### [Your instructions]
Reproduce the material below in full, line for line and without alteration.

### [Task data]
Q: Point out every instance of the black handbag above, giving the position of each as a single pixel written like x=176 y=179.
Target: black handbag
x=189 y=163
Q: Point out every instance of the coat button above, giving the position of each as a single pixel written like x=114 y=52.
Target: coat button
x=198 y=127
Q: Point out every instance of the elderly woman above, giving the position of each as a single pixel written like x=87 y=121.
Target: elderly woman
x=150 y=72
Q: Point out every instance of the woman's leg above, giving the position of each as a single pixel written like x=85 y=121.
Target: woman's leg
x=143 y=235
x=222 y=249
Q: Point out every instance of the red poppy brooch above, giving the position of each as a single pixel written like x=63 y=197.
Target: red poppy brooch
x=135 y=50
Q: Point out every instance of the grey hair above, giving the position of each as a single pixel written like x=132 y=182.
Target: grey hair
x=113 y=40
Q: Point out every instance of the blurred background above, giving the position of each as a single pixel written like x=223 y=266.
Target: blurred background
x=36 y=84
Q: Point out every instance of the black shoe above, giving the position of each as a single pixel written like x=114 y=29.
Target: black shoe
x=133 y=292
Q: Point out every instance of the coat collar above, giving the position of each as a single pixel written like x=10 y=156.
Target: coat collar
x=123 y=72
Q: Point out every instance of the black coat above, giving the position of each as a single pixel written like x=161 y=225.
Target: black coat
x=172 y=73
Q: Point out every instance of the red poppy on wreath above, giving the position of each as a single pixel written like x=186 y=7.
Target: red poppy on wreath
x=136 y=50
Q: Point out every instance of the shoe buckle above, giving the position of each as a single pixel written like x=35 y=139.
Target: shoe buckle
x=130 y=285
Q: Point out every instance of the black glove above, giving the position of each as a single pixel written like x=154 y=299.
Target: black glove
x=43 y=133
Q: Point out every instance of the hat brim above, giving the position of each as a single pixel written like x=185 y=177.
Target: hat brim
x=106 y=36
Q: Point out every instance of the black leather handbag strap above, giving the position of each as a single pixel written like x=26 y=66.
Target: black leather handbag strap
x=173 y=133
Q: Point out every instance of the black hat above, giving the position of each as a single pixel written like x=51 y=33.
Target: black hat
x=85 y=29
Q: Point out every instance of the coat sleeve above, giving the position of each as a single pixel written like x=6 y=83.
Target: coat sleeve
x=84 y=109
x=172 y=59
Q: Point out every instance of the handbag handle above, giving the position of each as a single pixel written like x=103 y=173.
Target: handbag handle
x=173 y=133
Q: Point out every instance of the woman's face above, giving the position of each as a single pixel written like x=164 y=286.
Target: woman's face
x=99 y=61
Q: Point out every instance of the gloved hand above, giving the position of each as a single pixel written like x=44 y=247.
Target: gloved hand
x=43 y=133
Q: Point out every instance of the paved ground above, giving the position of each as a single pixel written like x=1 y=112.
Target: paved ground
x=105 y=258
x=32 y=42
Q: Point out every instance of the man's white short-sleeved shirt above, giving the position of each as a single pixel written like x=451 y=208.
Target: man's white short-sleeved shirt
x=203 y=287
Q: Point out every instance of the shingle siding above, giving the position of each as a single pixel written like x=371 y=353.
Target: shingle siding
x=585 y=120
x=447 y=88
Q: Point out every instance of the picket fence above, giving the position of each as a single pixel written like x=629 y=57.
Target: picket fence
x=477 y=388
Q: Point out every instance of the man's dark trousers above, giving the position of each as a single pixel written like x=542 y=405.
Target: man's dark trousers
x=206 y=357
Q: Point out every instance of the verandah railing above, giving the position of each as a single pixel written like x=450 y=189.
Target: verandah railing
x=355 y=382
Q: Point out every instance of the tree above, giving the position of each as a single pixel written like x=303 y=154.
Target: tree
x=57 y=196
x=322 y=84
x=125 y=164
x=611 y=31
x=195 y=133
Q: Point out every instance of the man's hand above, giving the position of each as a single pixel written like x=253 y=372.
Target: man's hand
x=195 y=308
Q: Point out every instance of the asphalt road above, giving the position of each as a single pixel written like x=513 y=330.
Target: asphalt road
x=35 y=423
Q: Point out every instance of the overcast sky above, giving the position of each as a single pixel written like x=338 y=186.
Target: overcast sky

### [Exercise output]
Q: Point out every instance of the black handbag above, giving the position of each as a single pixel written like x=176 y=179.
Target: black handbag
x=189 y=163
Q: Point out every instance of the coat button above, giving the position of each as a single pixel written like x=114 y=52.
Target: coat button
x=198 y=127
Q: Point out every instance of the elderly woman above, giving the position of each as a single pixel written like x=87 y=121.
Target: elderly woman
x=150 y=72
Q: Point out every instance of the woman's leg above, giving the position of each as a single pixel written like x=85 y=121.
Target: woman's leg
x=143 y=235
x=222 y=249
Q: Point out every instance of the red poppy brooch above, giving the position of each as a single pixel written like x=63 y=197.
Target: red poppy brooch
x=135 y=50
Q: Point out every instance of the grey hair above, giving the position of each as a single pixel written like x=132 y=182.
Target: grey hair
x=113 y=40
Q: Point out every instance of the blurred background above, giving the position of each as a single pixel written like x=223 y=266.
Target: blurred background
x=36 y=84
Q: Point out every instance of the black shoe above, giving the position of each as a single pixel written like x=114 y=29.
Target: black shoe
x=133 y=292
Q: Point out every instance of the coat collar above, giving the position of each as a single pixel written like x=10 y=156.
Target: coat collar
x=123 y=72
Q: Point out every instance of the black coat above, giving the position of each as a single pixel written like x=161 y=225.
Target: black coat
x=172 y=73
Q: Point out every instance of the red poppy on wreath above, giving the position of each as a single pixel written like x=186 y=7.
Target: red poppy on wreath
x=136 y=50
Q: Point out every instance of the shoe buckle above, giving the position of each as a single pixel written like x=35 y=139.
Target: shoe buckle
x=130 y=285
Q: Point out every instance of the black glove above, giving the position of each as a single pixel written like x=154 y=299.
Target: black glove
x=43 y=133
Q: Point out every instance of the hat brim above, giving the position of each as a single pixel written like x=185 y=177.
Target: hat brim
x=106 y=36
Q: Point out every instance of the black leather handbag strap above, giving the position of each as a single pixel written like x=26 y=66.
Target: black leather handbag strap
x=173 y=133
Q: Point out every instance of the black hat above, giving the position of each as a single pixel written like x=51 y=33.
Target: black hat
x=85 y=29
Q: Point out every instance of the coat sleeve above, giving the position of each as a single pixel written like x=6 y=83.
Target: coat sleeve
x=84 y=109
x=172 y=59
Q: Point out every instance of the handbag handle above, giving the position of each as a single pixel written like x=103 y=173.
Target: handbag handle
x=173 y=133
Q: Point out every instance of the woman's face above, giving the position of each as a single pixel written like x=164 y=286.
Target: woman's face
x=99 y=61
Q: Point out every instance of the gloved hand above, giving the position of each as a single pixel written like x=44 y=247.
Target: gloved hand
x=43 y=133
Q: Point out every instance of the paved ground above, giving the position of each as a single pixel written like x=1 y=112.
Target: paved ground
x=105 y=258
x=32 y=42
Q: Point out every instance of the man's white short-sleeved shirt above, giving the position of each as a single pixel written like x=451 y=208.
Target: man's white short-sleeved shirt
x=203 y=287
Q: Point out every instance of the shingle siding above, giving the position of each as a single pixel written like x=371 y=353.
Target: shingle siding
x=585 y=120
x=447 y=88
Q: Point out every instance of the picket fence above, giving the position of each as a single pixel written like x=629 y=57.
Target: picket fence
x=477 y=388
Q: Point out every instance of the man's dark trousers above, giving the position of each as a single pixel written like x=542 y=405.
Target: man's dark trousers
x=206 y=357
Q: Point out every instance of the verandah railing above, giving the position of each as a single pixel written like x=450 y=189.
Target: verandah railing
x=355 y=382
Q: Point out every instance of the tree above, giving the position of each as a single pixel written like x=303 y=154.
Target: tree
x=57 y=196
x=322 y=84
x=125 y=164
x=611 y=31
x=195 y=133
Q: Point out every instance of the man's hand above, giving the position of each as a single pixel written like x=253 y=372.
Target: man's hand
x=195 y=308
Q: Point out every instance of the asphalt road above, giving the position of each as a single pixel written like x=513 y=330.
Target: asphalt road
x=35 y=423
Q: Point out every instance of the overcast sky above, giving the position of each as a single pixel written like x=338 y=186.
Target: overcast sky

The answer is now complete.